— Begin —

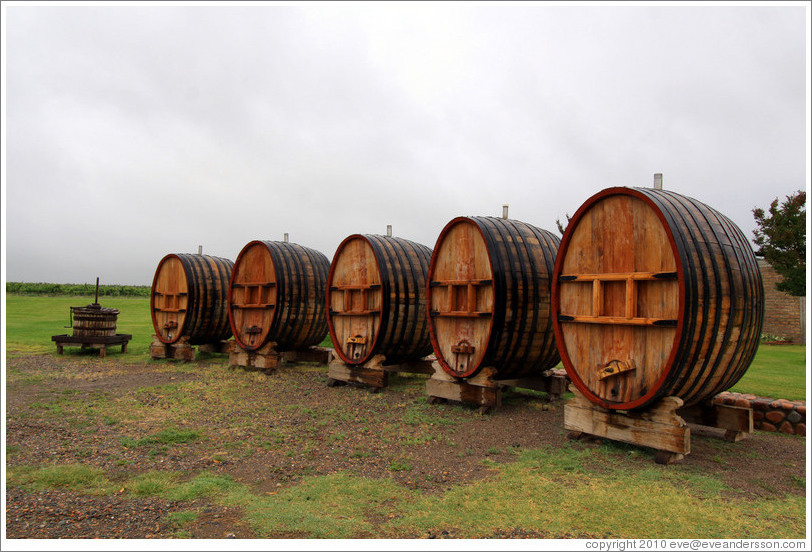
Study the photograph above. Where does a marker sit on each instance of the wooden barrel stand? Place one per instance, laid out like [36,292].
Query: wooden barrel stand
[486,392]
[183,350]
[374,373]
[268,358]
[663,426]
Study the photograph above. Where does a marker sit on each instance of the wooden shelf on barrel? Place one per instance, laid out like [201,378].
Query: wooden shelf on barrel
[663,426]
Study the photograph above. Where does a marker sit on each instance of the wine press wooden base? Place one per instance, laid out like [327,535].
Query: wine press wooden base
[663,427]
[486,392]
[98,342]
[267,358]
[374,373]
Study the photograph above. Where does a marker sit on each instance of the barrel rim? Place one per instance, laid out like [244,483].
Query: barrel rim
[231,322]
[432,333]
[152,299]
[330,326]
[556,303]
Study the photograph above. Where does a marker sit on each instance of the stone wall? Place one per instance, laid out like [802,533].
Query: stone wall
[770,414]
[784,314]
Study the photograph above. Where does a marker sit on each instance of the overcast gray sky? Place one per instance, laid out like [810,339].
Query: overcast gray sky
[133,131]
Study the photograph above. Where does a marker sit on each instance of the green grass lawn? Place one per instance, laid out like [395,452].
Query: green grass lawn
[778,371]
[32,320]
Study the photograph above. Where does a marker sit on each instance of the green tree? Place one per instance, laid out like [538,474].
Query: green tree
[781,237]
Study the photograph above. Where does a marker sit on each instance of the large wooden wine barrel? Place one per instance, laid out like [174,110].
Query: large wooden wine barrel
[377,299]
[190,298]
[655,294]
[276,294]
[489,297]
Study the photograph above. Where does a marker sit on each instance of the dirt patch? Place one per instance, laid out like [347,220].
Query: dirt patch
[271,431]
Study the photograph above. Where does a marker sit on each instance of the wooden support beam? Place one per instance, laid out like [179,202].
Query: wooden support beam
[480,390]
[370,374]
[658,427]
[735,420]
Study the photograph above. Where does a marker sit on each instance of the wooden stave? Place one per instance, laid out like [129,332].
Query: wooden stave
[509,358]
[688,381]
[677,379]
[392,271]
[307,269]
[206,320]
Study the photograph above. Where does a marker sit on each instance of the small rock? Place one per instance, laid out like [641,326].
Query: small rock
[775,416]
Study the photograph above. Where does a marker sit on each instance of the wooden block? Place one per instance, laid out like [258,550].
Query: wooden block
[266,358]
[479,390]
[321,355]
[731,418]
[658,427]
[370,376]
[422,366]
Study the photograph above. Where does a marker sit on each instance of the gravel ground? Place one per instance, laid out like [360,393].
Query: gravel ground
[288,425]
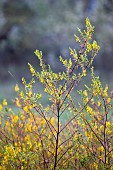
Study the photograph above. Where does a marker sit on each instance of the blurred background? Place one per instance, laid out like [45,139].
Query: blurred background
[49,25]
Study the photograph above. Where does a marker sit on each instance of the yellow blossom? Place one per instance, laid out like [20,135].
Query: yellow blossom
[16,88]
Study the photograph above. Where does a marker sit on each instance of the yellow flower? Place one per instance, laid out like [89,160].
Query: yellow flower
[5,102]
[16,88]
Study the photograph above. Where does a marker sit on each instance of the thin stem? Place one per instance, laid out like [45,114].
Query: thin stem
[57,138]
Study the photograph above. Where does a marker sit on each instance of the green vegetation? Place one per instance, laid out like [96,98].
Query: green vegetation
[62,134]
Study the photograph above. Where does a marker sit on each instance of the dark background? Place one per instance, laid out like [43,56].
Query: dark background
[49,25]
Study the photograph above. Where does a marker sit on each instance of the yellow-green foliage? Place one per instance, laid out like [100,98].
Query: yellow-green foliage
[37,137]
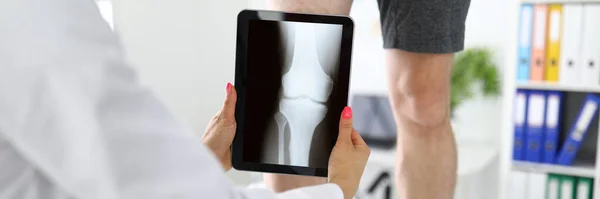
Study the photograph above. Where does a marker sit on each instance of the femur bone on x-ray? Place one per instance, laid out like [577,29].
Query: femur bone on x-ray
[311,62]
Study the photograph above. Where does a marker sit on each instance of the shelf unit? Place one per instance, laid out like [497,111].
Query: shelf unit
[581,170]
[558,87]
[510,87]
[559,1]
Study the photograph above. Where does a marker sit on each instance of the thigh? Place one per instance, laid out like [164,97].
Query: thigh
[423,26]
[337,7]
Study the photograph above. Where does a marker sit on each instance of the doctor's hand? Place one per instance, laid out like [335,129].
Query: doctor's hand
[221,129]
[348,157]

— End —

GIVEN INSTRUCTION – Your task is to repeat the material above exactly, without its pictures.

RESPONSE –
Study the photograph above. Where does a marker sit on each instance of the wooden barrel stand? Place one per instance, laid out like [36,292].
Query: wooden barrel stand
[486,392]
[183,350]
[374,373]
[268,358]
[663,426]
Study the photograph above. Where does a marker sit on each instance of the wooden shelf on barrel? Place one per instance, laid out like [201,378].
Query: wooden shelf on barrel
[663,426]
Study the photograph above. Where does a marker sit on each instance of the wine press wooden base? Place one per instance, laid out like [327,535].
Query: wine press wooden base
[663,427]
[486,392]
[98,342]
[267,358]
[374,373]
Study the photograph above. Where does a marker sit on each instance of the barrel rim? Place one per instance, laid out like [244,483].
Query: barrel rim
[231,322]
[432,333]
[152,299]
[330,326]
[556,303]
Study the photograph above. Where does a marker sit on each instance of the stone wall? Place one per instance, laid out like [802,533].
Query: stone wall
[770,414]
[784,314]
Study the photograph above. Where does a marker sit on each instance of the overcast gray sky? Place one per instance, laid out like [810,339].
Query: overcast gray sky
[133,131]
Study the photograph above. Where does a marker sit on each instance of the green grass lawn? Place one per instance, laid out like [395,452].
Query: green grass lawn
[778,371]
[32,320]
Study the photograph above. Where does a marker sit on each instance of the green tree? Place one per instance, laid out like [538,474].
Query: green tree
[781,237]
Study the photograph above. Where does a marker sit on each instance of the large wooden wine barrel? Place one per instance, laid out like [174,110].
Query: large wooden wine barrel
[377,299]
[190,298]
[655,294]
[276,294]
[489,297]
Study the photograph above. Where does a marker sit on each instance of the dirt patch? Place one per instance, laid out like [347,220].
Query: dirt patch
[271,431]
Study the photograph above. Where does a marker sit on each instance of the wooden support beam? Place one per instance, laid out like [179,202].
Query: wooden support beam
[480,390]
[370,374]
[658,427]
[735,420]
Study the photograph above. Where does a marker sit on each instance of the wooden stave? Place one per instance, laid out like [129,332].
Query: wooden stave
[509,358]
[688,381]
[677,379]
[392,271]
[307,269]
[206,320]
Study the photograph above. Where does a marker sit on each instance of the small rock? Place one per instance, laid out like [641,326].
Query: small rock
[775,416]
Study the photograph above. Where does a marker sit on each instance of the wooden block? Place one per instance, laid out like [258,550].
Query: wooden block
[266,358]
[479,390]
[321,355]
[731,418]
[658,427]
[370,376]
[422,366]
Study the photograph above. Where does a marker sit on each instance of the gravel ground? Place one per instance, laid out like [360,393].
Query: gravel ground
[288,425]
Study the photograph above. Where does a marker sit on each instance of the blurred background? Place one per instance, laid out like [45,139].
Query: blurred background
[49,25]
Study the photograph above. Where does a marker sit on each instance of the yellow blossom? Place one per instance, laid out like [20,135].
Query: yellow blossom
[16,88]
Study the photograph above. Where does a marker sit on each instance of the yellow flower? Place one per instance, laid out like [89,160].
Query: yellow flower
[5,102]
[16,88]
Study the photograph above. Where does a marker sit on each instance of the thin stem? Place one per instance, laid out like [45,114].
Query: thin stem
[57,138]
Study the photograph above. Where does a marker sit on each instance of the green vegetation? Place one per instance, laid out like [96,98].
Query: green vegetation
[62,134]
Study the photograph above. Where does a marker sit on each instance of the dark background? Place one per instance, laid out like [43,56].
Query: dark background
[49,25]
Study the photograph above. Where does a marker sit on each instance of the yellow-green foliage? Place one per instance, laid out like [100,98].
Query: yellow-green foliage
[37,137]
Study the photograph above. Where does a marker sit on each instance of the femur bone on x-ray? Place one per instance, laid out like [577,29].
Query: femur bone on x-ray
[311,62]
Study the photograph above. Where does a marker sit on each instance of the shelf unit? Place one per instance, laid out like [497,111].
Query: shelf unit
[581,170]
[558,87]
[510,87]
[559,1]
Study the photograph above. Where does a marker sit on each instance of the thigh? Place one per instance, laid out like [164,97].
Query: thigh
[423,26]
[337,7]
Study the photograph above. Where does a marker sit on each instance of the doctor's hand? Place one per instance, laid out like [335,129].
Query: doctor's hand
[221,129]
[348,157]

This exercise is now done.